• **Document extract**
#####

From my mother, I received my love of North African culture: the swooping illustrative lines of Arabic calligraphy; the ornately decorated doorways leading to private homes; the food and the familial closeness. But her particular blindness blinded me, in turn, to the long history of slavery in the Arab world, and the prejudicial manner in which many in North Africa view those who should be considered their countrymen, and who they ought to owe far more allegiance than the European powers which colonized and exploited them for centuries.

This European influence is both a curse and a crutch to many in North Africa. Egypt itself was transformed from an African empire into a proxy state of the Greeks, followed by the Romans. Despite 4,000 previous years of kings, queens, heretic emperors and harem intrigue, Egypt’s subjugation by Greece and later Rome seems to have eclipsed all other potential narratives in western storytelling regarding the Two Lands of the Nile. Ubisoft’s decision to retell the Cleopatra story in Origins is likely influenced by this Eurocentric urge to hear only those stories that center westernized history and perspectives. This focus on Cleopatra and the Ptolemies’ political struggles, which focused primarily on Northern Egyptian society, means missing out on the political struggles happening in the southern reaches of Egypt’s vast empire. It means only seeing a few voiced roles that are identifiably Nubian, or Sub-Saharan. It means that despite making strides to present diversity in the general makeup of the Egyptian population, Origins fails to take the necessary steps to un-center Europe in its game about Egypt. In failing to do so, the game reinforces the unfortunate misconception of Egypt as an island, separate from the unappealing blackness of the rest of Africa.

#####

• **Data entries**
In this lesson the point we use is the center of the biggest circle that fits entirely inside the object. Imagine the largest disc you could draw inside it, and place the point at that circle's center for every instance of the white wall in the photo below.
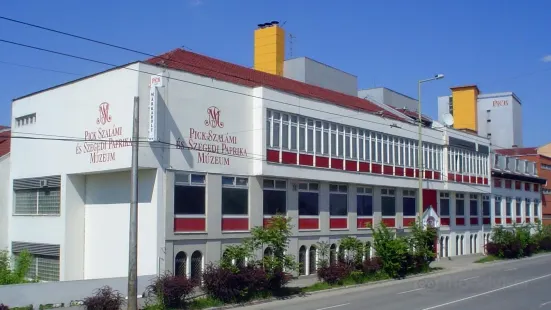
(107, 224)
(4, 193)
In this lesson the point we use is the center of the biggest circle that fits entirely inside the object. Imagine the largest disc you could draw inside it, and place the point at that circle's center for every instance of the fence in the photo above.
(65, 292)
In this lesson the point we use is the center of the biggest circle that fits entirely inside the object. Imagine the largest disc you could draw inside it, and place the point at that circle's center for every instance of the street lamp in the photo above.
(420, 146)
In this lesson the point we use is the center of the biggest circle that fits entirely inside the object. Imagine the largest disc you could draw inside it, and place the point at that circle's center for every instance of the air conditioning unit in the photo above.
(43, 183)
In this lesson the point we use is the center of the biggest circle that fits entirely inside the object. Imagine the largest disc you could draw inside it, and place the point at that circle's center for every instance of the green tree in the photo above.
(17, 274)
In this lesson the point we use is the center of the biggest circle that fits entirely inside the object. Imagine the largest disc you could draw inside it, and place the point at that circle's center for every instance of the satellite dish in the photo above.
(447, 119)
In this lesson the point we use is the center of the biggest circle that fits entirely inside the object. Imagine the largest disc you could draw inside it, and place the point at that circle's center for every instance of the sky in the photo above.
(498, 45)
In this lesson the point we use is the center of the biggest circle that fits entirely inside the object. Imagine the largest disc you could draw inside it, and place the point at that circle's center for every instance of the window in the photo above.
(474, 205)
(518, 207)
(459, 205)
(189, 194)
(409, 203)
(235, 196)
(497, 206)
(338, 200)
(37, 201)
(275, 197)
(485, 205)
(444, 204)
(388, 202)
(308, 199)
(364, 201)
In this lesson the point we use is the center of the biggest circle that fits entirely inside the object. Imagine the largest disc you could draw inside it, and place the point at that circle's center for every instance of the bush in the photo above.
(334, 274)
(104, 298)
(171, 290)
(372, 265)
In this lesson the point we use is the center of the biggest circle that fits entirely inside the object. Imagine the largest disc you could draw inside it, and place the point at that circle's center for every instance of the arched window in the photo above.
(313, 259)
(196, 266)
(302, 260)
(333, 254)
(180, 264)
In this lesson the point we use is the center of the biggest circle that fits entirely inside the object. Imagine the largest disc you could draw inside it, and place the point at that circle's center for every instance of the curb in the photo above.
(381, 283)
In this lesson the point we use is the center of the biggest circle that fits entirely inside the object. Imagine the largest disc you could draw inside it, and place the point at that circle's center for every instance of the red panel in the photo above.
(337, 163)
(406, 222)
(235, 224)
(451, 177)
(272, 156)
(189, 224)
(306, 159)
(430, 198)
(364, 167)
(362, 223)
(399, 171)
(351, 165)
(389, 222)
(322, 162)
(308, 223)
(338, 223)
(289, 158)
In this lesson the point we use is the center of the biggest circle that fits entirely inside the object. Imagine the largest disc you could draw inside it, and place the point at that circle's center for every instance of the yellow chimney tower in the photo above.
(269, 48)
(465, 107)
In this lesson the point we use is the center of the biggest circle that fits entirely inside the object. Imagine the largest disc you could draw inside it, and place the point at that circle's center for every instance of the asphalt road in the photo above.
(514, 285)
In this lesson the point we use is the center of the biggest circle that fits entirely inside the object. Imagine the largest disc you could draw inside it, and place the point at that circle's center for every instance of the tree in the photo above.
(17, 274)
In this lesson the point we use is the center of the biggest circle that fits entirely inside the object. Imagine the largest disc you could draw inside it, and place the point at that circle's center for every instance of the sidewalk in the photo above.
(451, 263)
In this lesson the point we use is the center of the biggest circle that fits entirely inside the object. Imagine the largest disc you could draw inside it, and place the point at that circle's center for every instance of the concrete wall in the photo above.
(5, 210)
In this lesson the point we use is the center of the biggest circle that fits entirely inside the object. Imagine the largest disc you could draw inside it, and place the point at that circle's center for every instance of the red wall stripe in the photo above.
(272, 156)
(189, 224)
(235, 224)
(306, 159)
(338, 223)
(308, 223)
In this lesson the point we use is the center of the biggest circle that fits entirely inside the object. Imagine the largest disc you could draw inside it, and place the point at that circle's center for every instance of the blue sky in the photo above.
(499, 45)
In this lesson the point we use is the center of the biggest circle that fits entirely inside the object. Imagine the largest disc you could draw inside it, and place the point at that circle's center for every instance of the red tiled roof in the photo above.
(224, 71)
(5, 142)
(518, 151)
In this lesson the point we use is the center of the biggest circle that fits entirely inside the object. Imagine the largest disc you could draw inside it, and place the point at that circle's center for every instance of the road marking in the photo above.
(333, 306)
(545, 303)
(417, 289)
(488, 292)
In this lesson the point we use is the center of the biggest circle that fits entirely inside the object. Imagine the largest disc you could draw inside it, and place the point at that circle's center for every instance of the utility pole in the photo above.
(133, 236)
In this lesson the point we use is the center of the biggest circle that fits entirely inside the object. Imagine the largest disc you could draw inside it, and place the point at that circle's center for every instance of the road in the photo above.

#####

• **Exercise details**
Condense the paragraph of the text above that begins "This European influence is both a curse and a crutch" into a shorter paragraph that keeps its main points.

• **Full output**
European influence is both a curse and a crutch for many in North Africa. Egypt went from an African empire to a proxy state of the Greeks and then the Romans. That subjugation has overshadowed 4,000 earlier years of Egyptian history in western storytelling. Ubisoft's choice to retell the Cleopatra story in Origins likely reflects a Eurocentric preference for westernized history. Its focus on the Ptolemies' struggles in Northern Egypt leaves out the political struggles in the empire's south and offers few identifiably Nubian or Sub-Saharan voiced roles. Despite showing a diverse Egyptian population, the game fails to un-center Europe. As a result, it reinforces the misconception of Egypt as an island, separate from the rest of Africa.